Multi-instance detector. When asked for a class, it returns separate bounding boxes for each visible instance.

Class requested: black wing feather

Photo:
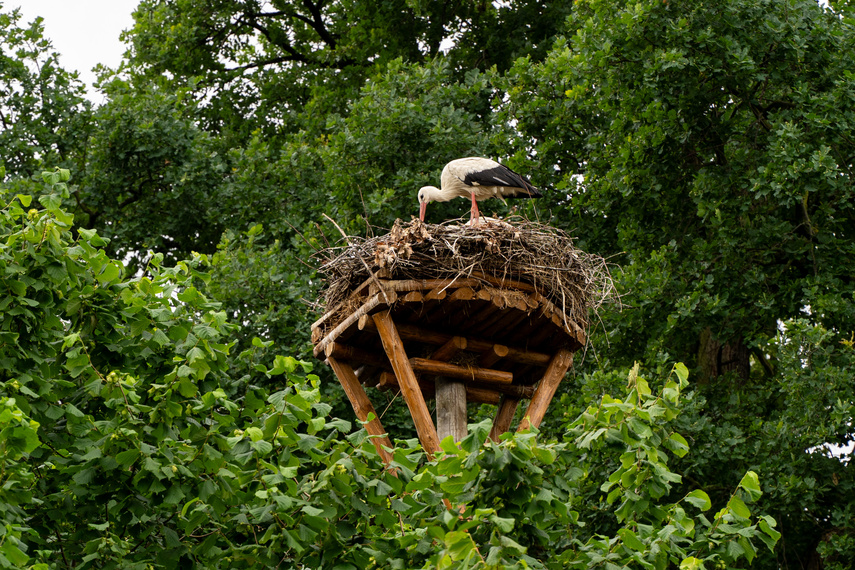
[461,164,542,198]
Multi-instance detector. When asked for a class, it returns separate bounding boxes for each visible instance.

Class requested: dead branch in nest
[312,217,619,330]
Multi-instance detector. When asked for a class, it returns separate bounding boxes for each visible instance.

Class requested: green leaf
[673,362,689,386]
[738,471,762,502]
[727,495,751,519]
[97,262,121,284]
[619,527,646,551]
[16,194,32,207]
[684,489,711,511]
[38,193,62,211]
[0,540,30,567]
[665,432,689,457]
[679,557,704,570]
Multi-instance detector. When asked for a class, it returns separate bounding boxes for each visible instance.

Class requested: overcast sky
[13,0,139,102]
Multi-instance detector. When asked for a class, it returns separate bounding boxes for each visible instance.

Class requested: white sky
[13,0,139,102]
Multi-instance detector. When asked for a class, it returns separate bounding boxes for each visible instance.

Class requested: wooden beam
[430,336,467,361]
[518,348,574,431]
[436,378,467,442]
[327,356,393,464]
[325,342,390,370]
[469,270,537,292]
[358,318,552,366]
[478,344,509,368]
[409,358,513,385]
[368,278,482,295]
[372,310,441,455]
[489,396,520,442]
[313,291,397,357]
[377,372,502,404]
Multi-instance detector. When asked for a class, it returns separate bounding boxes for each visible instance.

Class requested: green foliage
[0,172,779,568]
[0,6,89,175]
[5,0,855,565]
[69,81,227,268]
[505,0,855,365]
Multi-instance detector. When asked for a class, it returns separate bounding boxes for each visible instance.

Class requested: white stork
[418,157,541,225]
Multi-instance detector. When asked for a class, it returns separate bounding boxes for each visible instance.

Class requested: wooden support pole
[436,378,467,442]
[518,348,574,432]
[327,356,393,464]
[409,358,513,385]
[489,396,521,442]
[372,310,441,455]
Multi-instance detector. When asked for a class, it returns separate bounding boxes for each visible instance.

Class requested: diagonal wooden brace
[517,348,574,432]
[489,396,520,442]
[372,310,442,455]
[327,356,394,465]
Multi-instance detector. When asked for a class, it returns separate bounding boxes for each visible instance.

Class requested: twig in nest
[322,213,393,304]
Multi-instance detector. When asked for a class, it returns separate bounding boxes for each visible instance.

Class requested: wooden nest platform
[310,218,613,461]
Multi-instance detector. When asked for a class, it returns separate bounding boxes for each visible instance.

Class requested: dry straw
[313,217,617,332]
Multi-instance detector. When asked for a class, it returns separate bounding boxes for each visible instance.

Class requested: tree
[1,170,778,568]
[0,6,89,175]
[505,0,855,379]
[125,0,573,142]
[503,0,855,565]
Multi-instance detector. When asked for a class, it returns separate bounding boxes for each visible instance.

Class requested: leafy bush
[0,171,779,568]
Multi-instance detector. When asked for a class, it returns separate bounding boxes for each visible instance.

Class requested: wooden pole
[372,310,442,455]
[436,378,467,442]
[377,372,530,401]
[518,348,574,432]
[489,396,520,442]
[409,358,513,384]
[327,356,393,464]
[478,344,509,368]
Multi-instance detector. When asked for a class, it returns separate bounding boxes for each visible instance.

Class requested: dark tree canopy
[1,0,854,567]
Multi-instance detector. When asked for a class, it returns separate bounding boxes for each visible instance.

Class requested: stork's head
[417,186,438,221]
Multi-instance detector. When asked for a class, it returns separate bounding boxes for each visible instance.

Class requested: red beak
[419,201,426,222]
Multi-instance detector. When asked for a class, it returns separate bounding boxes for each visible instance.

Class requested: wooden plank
[425,286,449,301]
[489,396,520,442]
[327,356,393,464]
[471,305,519,337]
[359,318,552,366]
[313,291,397,357]
[466,386,502,405]
[518,349,574,431]
[436,378,467,442]
[372,310,441,455]
[531,292,587,343]
[409,358,513,384]
[378,372,502,404]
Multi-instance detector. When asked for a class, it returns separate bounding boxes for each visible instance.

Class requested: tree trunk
[697,327,750,383]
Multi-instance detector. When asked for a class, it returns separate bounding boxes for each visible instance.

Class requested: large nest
[313,217,616,333]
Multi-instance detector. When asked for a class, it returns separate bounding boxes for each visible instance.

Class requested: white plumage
[418,157,541,225]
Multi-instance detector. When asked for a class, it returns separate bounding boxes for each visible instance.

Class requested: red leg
[470,192,481,225]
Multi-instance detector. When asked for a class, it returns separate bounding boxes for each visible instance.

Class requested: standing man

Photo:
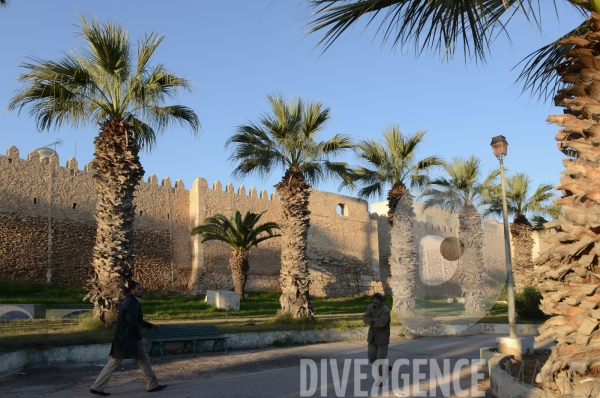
[90,280,167,396]
[363,292,391,374]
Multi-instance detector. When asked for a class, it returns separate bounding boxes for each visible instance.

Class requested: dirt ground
[501,351,550,387]
[2,345,311,396]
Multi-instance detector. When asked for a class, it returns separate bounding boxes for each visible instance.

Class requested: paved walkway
[2,334,547,397]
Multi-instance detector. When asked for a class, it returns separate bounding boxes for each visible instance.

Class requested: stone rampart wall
[0,146,381,297]
[0,146,191,291]
[187,181,382,296]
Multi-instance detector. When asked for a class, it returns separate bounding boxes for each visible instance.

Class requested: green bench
[146,324,228,359]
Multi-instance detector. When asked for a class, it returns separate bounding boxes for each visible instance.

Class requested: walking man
[363,292,391,375]
[90,280,167,396]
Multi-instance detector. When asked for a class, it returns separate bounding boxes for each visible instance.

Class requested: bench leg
[182,341,189,354]
[223,339,228,353]
[159,342,164,360]
[192,340,197,357]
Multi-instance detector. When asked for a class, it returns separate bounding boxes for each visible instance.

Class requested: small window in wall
[70,169,75,176]
[167,213,170,220]
[8,158,12,164]
[139,211,144,218]
[336,203,348,217]
[33,198,37,204]
[72,203,77,210]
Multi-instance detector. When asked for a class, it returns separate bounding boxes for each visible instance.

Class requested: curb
[0,323,541,377]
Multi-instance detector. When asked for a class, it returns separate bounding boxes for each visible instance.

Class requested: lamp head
[491,135,508,158]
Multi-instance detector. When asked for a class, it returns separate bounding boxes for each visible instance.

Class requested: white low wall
[0,350,27,377]
[0,323,541,377]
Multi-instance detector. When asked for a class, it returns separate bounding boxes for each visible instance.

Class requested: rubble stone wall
[0,146,381,297]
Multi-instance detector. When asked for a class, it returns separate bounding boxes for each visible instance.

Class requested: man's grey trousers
[91,339,159,392]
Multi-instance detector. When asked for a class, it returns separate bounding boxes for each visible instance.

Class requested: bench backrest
[146,324,222,341]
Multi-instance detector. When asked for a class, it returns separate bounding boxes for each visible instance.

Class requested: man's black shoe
[148,385,168,393]
[90,389,110,396]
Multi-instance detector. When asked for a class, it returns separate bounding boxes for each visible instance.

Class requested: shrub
[515,285,545,320]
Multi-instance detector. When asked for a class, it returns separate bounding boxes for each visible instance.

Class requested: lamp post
[491,135,517,339]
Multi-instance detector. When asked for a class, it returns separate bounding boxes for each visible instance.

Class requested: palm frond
[514,21,589,101]
[8,14,199,145]
[420,155,498,213]
[227,93,350,186]
[191,210,280,252]
[350,124,440,200]
[76,14,132,82]
[308,0,549,63]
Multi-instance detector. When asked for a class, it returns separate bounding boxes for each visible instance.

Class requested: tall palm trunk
[229,251,249,297]
[387,183,408,227]
[87,118,144,323]
[535,13,600,393]
[390,192,417,318]
[275,167,313,318]
[510,215,534,291]
[458,204,486,315]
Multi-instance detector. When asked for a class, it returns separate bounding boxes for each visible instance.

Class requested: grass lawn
[0,284,544,353]
[414,295,549,325]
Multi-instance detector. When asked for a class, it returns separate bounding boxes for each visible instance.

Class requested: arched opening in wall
[139,211,144,218]
[336,203,348,216]
[33,198,37,204]
[8,158,12,164]
[70,169,75,176]
[72,203,77,210]
[167,213,170,220]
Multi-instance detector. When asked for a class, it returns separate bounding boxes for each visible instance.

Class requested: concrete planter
[482,347,545,398]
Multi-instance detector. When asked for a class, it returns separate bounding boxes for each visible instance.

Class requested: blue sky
[0,1,583,209]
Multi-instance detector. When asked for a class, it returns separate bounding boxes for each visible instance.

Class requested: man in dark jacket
[90,280,167,396]
[363,292,391,374]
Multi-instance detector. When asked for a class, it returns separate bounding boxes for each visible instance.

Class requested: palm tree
[532,199,565,231]
[308,0,600,389]
[191,210,280,298]
[346,125,442,317]
[420,156,499,315]
[487,173,554,289]
[0,0,9,8]
[226,93,352,318]
[8,15,199,323]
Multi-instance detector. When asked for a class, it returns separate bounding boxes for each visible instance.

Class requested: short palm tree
[226,93,352,318]
[487,173,554,289]
[308,0,600,391]
[191,210,280,298]
[346,125,442,318]
[0,1,9,8]
[8,15,199,323]
[420,156,499,315]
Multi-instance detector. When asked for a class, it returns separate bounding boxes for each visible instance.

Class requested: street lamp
[491,135,517,339]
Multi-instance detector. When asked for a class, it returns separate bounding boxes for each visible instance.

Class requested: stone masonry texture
[1,145,517,297]
[0,146,382,296]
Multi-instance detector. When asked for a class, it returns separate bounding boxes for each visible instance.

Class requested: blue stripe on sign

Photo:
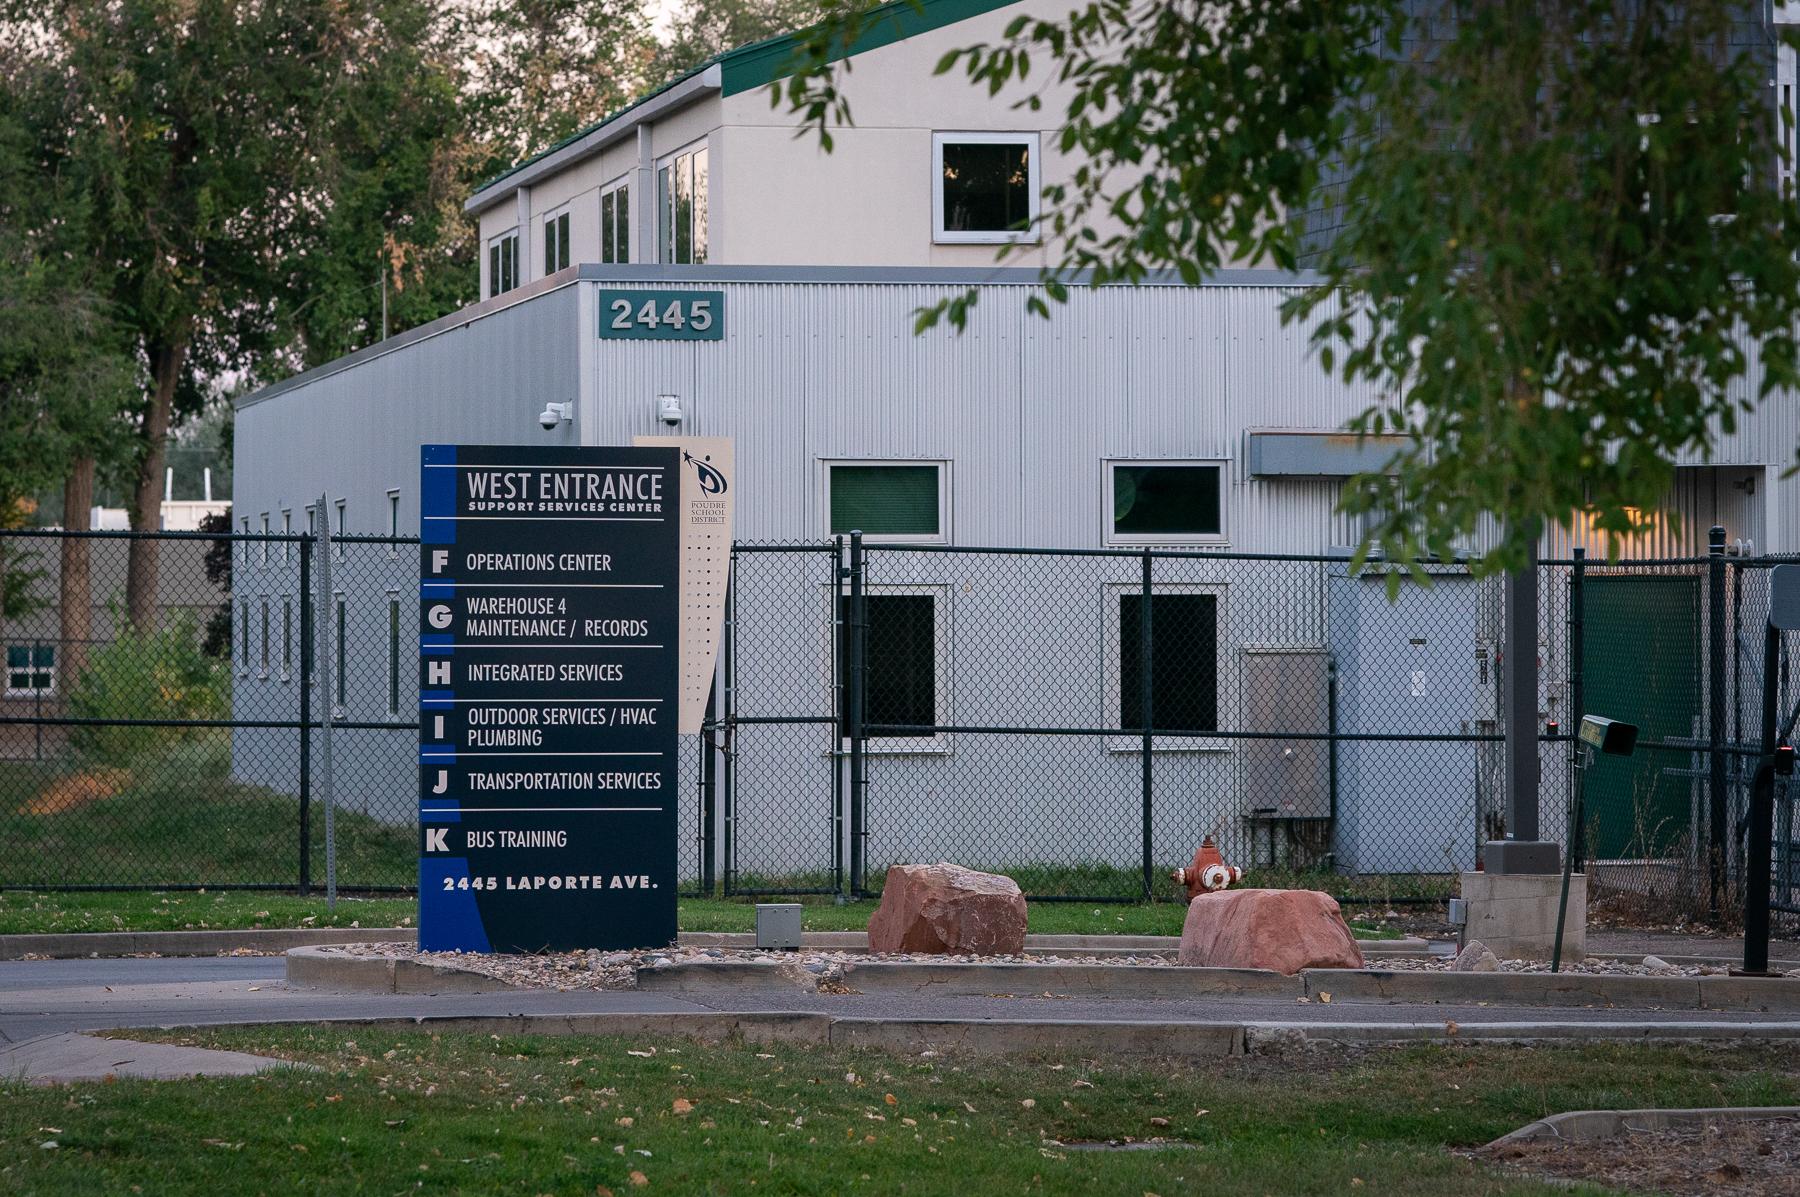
[419,857,491,953]
[420,634,454,655]
[420,690,455,709]
[420,747,456,764]
[420,802,462,823]
[421,444,458,546]
[420,581,456,597]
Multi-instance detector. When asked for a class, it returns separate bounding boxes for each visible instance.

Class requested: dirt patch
[19,768,131,815]
[1483,1118,1800,1196]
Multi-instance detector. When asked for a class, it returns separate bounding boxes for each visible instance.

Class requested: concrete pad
[1461,871,1584,959]
[0,1032,309,1084]
[1488,1106,1800,1147]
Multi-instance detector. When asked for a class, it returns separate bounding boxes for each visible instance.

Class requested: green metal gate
[1580,574,1702,860]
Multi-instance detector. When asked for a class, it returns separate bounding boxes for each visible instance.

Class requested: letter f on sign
[425,828,448,853]
[431,550,449,574]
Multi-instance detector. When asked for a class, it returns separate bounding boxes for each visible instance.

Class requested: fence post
[847,531,868,899]
[699,675,717,897]
[1140,549,1154,902]
[1707,525,1728,919]
[829,536,844,899]
[315,495,336,912]
[1568,547,1585,871]
[298,533,312,895]
[722,546,737,897]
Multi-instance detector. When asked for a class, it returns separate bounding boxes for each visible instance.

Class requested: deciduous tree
[784,0,1800,573]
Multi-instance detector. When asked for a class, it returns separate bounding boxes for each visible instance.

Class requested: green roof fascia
[471,0,1023,200]
[717,0,1025,97]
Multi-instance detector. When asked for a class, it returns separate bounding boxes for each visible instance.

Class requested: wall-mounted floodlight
[1577,714,1638,757]
[538,401,573,430]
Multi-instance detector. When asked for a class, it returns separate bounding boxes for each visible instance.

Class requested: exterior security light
[538,401,572,430]
[656,394,684,425]
[1577,714,1638,756]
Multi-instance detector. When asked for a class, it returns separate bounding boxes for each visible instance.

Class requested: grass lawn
[6,1031,1797,1194]
[0,754,414,890]
[0,890,1398,939]
[0,890,418,935]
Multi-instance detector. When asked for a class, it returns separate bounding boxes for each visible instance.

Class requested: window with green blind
[828,465,942,538]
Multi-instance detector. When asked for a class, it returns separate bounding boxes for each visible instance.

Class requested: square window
[657,145,708,264]
[489,230,519,297]
[933,133,1040,244]
[1104,584,1229,752]
[826,463,946,542]
[835,588,949,749]
[1106,462,1225,544]
[5,644,54,696]
[1118,593,1217,733]
[601,181,631,264]
[543,210,570,274]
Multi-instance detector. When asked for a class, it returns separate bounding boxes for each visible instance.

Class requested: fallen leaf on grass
[672,1099,694,1116]
[1020,1099,1035,1109]
[1148,1117,1170,1128]
[615,1117,634,1127]
[628,1171,648,1187]
[884,1093,897,1105]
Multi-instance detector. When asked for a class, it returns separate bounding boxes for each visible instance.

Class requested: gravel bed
[1377,955,1800,978]
[307,942,1800,990]
[310,943,1180,992]
[1482,1118,1800,1196]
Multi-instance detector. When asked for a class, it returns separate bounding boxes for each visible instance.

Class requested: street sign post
[1744,564,1800,975]
[417,444,680,952]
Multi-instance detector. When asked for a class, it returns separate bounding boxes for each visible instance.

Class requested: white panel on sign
[634,436,735,733]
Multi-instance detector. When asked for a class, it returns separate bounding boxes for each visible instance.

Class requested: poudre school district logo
[683,450,728,495]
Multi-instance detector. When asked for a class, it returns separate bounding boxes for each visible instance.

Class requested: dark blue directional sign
[418,444,679,952]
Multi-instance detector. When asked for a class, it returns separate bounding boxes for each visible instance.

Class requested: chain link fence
[2,524,1794,929]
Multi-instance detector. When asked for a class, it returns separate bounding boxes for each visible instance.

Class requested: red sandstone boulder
[1177,888,1364,975]
[867,863,1028,955]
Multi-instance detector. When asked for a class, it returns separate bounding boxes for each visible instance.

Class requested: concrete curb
[1300,968,1800,1012]
[1249,1021,1800,1049]
[1487,1105,1800,1147]
[0,927,415,961]
[638,960,1302,999]
[284,946,510,994]
[130,1010,1800,1056]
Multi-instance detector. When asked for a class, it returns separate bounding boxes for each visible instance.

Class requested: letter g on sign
[428,604,453,629]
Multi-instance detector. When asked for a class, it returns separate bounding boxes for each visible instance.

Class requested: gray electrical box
[1240,648,1330,819]
[755,903,803,950]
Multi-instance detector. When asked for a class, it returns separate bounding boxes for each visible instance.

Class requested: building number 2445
[608,296,713,332]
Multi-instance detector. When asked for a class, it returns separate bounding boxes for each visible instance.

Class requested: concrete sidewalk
[0,1032,308,1084]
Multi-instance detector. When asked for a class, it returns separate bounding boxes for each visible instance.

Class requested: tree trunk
[59,458,95,683]
[125,338,188,630]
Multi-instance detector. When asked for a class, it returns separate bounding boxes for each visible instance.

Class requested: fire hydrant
[1172,836,1242,903]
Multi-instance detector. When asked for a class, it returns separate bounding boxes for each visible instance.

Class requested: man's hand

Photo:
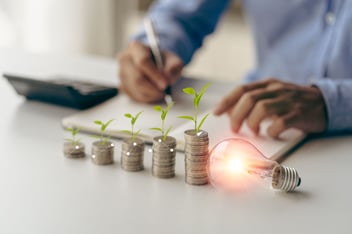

• **ASSIGNED TASK**
Return only the stretch of the material above from the line holding "Class requested: street lamp" through the line holding "Class requested: blue stripe on sign", copied exactly.

• **FINISHED TASK**
Class requested: street lamp
[491,135,517,339]
Multi-instance detector. When asked for a class, it returns separate bounding boxes for each visible instance.

Class requested: stone masonry texture
[1,145,517,297]
[0,146,382,296]
Multi-instance detector. When asked for a class, it returns separate bounding boxes for each visible instance.

Class requested: blue stripe on sign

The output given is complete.